** start MATERIALS PROVIDED **

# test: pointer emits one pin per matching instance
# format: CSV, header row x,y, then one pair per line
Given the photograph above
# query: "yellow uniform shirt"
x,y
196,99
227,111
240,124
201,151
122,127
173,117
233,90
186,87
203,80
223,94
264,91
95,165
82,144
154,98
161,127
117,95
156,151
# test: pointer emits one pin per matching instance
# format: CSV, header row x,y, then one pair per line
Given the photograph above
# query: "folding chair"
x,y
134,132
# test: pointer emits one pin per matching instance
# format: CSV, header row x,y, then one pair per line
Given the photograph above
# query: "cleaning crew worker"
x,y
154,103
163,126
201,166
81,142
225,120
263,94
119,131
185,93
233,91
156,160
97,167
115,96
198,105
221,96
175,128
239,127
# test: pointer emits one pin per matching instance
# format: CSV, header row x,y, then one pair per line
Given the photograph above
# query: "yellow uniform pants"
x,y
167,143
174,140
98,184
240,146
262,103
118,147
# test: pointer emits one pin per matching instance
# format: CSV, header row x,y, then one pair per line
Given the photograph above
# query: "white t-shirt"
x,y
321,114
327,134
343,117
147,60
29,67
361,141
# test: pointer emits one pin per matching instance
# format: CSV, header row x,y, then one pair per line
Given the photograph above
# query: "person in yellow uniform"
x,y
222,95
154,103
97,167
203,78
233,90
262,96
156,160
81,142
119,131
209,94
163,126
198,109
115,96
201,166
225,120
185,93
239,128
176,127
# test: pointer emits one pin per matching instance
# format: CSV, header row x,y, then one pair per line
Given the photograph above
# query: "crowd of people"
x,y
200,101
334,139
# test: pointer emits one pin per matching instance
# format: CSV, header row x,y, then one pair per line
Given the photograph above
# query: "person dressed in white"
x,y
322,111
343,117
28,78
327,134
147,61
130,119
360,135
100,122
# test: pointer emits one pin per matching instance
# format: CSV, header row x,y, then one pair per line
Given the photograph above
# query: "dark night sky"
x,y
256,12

** end MATERIALS PROVIDED **

Repeat the data in its entirety, character for character.

# test: pointer emits one pin per matching instance
# format: CSV, header row x,y, then one pair per line
Given the photograph above
# query: "yellow uniform shirt"
x,y
196,99
227,111
240,124
201,151
122,127
173,117
233,90
186,87
203,80
223,94
264,91
95,165
82,144
154,98
161,127
117,95
156,151
# test: pointer emits one pin per matching instance
# format: CSV, header row x,y, then one pair per line
Given the photograph above
# query: "folding chair"
x,y
134,132
# test: pointer emits one pin per matching instance
# format: CSV, header row x,y, then one pair per line
Given the photograph above
# query: "cleaning crew worker"
x,y
154,103
163,126
201,166
81,142
225,120
263,94
119,131
185,93
233,91
156,160
97,167
115,96
198,105
221,96
175,128
239,127
# test: pointer emits one pin per matching instance
# format: CSV, header row x,y, then one pair per line
Given the photograph above
# query: "yellow uniform pants"
x,y
167,143
174,140
98,184
240,146
262,103
118,147
# test: pointer emits one pin per matching instance
# format: CSV, header row x,y, then one pair per line
Given the photograph above
# query: "white t-shirt"
x,y
321,114
327,134
343,117
147,60
29,67
361,141
# test: pointer emits one pin per matching instance
# format: CSV, header row x,y, then one pair per line
Given the photograph above
# query: "person in yellow uniform"
x,y
222,95
154,103
97,167
203,78
233,90
262,96
156,160
81,142
119,131
209,94
163,126
198,109
115,96
201,166
225,120
185,93
239,128
176,127
# test: pointer emits one pin per matching instance
# format: CSV, header row x,y, then one pair per line
Given the photograph above
# query: "crowd of people"
x,y
200,101
334,139
# test: pointer emits one pin per matching instance
# format: CSV, header row x,y, then one pair per line
Given the photograph above
# query: "person dressed in white"
x,y
322,111
343,117
28,78
327,134
147,61
130,119
360,135
100,122
# test: pointer emits one pin per matching instance
# format: CSV, header row x,y, then one pair per line
Given the photograph above
# query: "dark night sky"
x,y
256,12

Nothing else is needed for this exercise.